• _Directions_
Copy out the material below word for word, leaving out the pictures.

• _Input for this task_
%%

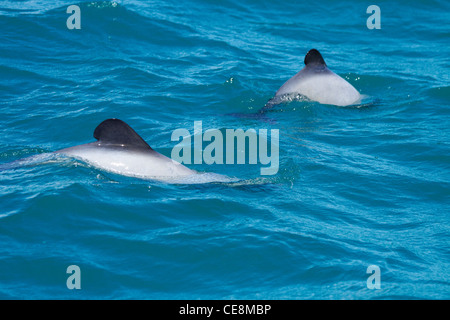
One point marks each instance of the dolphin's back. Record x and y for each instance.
(316, 82)
(121, 150)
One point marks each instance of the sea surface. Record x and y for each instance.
(356, 186)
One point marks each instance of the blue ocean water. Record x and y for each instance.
(356, 186)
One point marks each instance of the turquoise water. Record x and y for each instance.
(356, 186)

%%

• _Output for this exercise_
One point marks each instance of the dolphin's back. Record x and y for each instance.
(316, 82)
(121, 150)
One point marks each instance of the sea surface. Record x and y for each instance.
(356, 186)
One point marks each instance of the blue ocean water. Record x and y for each instance.
(356, 186)
One point marks each instance of the turquoise water. Record x and y for each instance.
(356, 186)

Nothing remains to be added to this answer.